Work to be completed => Find the string "painting" in the material. Copy every line that has it.

Task input =>
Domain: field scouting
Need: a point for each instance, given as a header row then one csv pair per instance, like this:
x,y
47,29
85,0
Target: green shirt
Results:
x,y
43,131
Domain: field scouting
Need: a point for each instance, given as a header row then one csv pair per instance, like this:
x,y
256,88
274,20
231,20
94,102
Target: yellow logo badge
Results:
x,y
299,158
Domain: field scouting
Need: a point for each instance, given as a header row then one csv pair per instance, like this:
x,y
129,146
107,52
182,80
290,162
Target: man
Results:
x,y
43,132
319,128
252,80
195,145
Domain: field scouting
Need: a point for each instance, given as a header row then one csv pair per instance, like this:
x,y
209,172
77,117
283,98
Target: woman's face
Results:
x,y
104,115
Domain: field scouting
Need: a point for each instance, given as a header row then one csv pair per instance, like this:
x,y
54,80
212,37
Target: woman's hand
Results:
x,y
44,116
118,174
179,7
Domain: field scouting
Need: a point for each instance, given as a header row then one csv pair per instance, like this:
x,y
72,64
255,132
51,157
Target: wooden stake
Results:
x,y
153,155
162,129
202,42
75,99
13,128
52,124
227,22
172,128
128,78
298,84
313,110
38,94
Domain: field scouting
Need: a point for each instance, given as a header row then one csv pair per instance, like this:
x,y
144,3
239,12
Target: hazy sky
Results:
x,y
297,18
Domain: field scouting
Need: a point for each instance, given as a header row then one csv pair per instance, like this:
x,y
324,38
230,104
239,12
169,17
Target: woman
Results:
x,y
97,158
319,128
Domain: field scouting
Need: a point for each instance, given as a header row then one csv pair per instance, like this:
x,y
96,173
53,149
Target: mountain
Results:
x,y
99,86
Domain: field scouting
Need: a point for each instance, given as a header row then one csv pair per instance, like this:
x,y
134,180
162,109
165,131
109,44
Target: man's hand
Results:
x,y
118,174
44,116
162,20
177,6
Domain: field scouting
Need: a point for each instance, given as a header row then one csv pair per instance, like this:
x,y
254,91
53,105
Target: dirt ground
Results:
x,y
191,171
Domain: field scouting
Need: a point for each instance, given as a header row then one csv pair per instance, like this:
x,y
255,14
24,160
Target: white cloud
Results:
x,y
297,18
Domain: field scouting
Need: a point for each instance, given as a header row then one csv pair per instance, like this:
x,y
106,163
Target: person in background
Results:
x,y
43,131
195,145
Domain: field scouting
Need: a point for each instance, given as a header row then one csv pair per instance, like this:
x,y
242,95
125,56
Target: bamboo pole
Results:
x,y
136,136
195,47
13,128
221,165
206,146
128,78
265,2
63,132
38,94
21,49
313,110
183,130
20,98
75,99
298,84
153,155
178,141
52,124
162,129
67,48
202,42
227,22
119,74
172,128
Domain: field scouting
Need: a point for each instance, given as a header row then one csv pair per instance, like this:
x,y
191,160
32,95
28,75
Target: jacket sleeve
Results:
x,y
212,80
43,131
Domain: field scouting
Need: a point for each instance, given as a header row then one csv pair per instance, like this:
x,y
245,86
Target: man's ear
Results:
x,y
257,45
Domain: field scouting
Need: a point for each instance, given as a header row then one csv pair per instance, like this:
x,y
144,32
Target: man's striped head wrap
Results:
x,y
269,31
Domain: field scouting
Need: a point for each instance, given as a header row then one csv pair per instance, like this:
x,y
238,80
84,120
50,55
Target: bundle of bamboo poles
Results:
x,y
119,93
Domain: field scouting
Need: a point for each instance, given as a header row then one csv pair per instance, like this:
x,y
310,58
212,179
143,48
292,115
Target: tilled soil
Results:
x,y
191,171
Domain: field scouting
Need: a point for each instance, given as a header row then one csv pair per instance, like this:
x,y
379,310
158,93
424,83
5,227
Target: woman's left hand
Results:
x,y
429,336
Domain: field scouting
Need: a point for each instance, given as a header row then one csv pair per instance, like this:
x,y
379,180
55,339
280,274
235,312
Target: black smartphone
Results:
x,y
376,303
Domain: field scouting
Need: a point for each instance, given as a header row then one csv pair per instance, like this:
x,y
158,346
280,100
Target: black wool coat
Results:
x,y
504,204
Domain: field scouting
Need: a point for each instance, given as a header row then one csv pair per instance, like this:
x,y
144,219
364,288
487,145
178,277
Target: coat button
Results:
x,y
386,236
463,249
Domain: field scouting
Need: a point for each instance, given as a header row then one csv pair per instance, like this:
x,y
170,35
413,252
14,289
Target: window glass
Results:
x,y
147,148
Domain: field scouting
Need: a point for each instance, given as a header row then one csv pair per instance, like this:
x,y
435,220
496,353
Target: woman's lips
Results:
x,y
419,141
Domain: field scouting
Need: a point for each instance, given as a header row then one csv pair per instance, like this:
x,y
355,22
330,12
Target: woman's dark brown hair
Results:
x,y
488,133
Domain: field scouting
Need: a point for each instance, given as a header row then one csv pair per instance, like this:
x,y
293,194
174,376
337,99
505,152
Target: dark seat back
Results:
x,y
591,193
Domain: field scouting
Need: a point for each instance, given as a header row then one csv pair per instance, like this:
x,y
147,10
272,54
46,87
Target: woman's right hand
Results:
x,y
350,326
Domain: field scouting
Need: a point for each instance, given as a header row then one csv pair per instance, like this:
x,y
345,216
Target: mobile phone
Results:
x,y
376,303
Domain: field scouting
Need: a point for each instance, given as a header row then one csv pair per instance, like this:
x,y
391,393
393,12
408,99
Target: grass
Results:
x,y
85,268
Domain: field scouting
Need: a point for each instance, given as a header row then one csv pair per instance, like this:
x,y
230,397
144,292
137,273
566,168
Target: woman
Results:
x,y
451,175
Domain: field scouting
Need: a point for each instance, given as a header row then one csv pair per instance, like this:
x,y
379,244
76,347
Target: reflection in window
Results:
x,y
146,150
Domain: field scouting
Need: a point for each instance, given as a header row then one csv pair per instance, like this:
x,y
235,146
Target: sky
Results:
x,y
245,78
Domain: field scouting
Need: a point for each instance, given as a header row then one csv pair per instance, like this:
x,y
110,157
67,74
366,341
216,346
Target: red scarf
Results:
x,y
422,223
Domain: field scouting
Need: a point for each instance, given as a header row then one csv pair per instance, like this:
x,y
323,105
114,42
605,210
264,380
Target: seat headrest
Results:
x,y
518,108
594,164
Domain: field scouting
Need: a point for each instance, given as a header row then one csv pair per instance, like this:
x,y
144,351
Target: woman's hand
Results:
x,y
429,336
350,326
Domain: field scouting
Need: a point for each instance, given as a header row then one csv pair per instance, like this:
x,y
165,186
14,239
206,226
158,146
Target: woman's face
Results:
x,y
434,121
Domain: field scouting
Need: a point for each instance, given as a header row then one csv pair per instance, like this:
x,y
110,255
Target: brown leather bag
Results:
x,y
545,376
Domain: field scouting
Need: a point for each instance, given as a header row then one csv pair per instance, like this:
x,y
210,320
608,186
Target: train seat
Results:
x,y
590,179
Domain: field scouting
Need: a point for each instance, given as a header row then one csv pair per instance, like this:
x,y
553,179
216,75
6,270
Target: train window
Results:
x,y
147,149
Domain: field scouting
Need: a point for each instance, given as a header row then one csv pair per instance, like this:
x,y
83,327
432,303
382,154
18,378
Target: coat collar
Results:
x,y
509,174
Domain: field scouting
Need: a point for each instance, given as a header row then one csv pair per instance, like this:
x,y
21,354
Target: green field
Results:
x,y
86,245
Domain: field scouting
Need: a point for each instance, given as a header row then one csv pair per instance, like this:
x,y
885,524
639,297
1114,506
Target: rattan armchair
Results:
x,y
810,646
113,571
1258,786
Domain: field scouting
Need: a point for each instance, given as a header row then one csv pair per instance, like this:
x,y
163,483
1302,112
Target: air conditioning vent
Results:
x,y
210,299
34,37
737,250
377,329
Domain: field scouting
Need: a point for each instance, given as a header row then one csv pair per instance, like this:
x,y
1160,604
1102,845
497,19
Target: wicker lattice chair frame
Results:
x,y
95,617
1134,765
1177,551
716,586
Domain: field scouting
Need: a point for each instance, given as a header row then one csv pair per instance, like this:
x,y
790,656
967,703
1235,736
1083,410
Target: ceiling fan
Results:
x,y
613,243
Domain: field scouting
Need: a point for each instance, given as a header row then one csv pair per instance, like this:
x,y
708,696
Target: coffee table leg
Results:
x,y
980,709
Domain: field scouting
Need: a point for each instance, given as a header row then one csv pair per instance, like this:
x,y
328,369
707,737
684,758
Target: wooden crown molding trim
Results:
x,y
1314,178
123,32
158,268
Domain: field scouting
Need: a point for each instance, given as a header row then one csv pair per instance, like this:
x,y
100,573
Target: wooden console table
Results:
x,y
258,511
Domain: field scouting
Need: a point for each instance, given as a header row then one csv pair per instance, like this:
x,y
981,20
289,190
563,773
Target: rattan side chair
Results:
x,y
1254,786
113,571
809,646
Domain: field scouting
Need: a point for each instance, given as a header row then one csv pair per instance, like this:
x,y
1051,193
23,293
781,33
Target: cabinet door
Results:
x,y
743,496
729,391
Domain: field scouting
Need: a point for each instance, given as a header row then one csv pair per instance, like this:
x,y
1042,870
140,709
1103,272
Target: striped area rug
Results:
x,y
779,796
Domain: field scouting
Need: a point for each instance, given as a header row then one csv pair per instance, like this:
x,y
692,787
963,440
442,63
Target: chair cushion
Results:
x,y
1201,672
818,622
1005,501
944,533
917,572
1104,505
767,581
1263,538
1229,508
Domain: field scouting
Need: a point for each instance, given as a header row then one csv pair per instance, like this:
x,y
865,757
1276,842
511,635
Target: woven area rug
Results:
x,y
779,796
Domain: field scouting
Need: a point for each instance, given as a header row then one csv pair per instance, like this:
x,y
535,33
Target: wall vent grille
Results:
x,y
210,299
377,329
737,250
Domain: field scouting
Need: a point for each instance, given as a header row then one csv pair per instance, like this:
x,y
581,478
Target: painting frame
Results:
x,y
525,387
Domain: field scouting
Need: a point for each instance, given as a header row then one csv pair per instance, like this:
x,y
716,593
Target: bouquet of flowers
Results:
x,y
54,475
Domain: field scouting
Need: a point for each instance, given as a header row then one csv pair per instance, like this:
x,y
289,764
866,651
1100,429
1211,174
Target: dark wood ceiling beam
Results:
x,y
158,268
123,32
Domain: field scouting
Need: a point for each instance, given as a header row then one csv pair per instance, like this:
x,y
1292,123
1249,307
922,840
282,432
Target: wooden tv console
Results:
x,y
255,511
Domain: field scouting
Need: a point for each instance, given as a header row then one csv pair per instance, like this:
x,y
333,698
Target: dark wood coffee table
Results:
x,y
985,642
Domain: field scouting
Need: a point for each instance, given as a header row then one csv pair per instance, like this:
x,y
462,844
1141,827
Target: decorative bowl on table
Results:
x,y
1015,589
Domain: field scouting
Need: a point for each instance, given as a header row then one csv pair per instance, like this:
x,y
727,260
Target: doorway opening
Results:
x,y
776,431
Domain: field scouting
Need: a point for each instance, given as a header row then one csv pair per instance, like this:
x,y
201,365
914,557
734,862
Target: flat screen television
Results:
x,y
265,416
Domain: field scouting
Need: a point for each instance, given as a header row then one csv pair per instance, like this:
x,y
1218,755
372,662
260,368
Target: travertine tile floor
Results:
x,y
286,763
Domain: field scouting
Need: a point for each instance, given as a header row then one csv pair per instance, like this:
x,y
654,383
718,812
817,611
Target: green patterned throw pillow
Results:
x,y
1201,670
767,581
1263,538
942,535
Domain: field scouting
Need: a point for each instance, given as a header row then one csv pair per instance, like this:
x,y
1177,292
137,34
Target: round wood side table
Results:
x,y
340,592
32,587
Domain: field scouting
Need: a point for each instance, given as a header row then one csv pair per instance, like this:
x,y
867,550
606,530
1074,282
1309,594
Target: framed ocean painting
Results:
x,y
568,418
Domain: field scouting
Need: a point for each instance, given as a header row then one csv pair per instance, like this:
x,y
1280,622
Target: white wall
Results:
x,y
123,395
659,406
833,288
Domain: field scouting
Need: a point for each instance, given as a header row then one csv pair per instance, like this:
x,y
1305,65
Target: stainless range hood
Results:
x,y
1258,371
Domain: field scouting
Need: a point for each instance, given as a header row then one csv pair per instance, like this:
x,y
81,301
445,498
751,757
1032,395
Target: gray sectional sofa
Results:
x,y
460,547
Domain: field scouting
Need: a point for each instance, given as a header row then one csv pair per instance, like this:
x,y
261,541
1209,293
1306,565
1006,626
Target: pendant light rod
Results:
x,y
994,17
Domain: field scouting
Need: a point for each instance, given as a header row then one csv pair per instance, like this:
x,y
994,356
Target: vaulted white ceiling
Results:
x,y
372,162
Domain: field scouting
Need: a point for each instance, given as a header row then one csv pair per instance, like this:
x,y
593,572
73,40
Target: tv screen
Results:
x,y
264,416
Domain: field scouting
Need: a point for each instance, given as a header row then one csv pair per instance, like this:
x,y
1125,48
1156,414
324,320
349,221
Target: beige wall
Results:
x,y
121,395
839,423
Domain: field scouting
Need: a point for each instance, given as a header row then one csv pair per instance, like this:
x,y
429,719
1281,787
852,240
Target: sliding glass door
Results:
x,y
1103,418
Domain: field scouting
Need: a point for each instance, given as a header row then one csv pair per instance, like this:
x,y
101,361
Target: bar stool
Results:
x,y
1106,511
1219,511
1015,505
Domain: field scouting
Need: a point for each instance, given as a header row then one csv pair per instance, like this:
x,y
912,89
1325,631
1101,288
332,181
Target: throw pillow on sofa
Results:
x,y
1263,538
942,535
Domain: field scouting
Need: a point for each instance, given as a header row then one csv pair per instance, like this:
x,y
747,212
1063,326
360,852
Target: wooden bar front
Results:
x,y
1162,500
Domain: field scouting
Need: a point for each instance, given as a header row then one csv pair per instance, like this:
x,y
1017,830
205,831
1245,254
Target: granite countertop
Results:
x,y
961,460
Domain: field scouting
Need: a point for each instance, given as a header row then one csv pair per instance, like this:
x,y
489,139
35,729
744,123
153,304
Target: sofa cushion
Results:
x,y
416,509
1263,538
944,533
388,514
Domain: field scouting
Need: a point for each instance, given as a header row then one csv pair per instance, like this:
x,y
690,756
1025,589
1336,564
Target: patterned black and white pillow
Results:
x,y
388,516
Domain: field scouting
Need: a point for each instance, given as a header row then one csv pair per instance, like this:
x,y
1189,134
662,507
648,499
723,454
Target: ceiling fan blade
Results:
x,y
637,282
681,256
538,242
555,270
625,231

Result of the task =>
Target: painting frame
Target: framed ocean painting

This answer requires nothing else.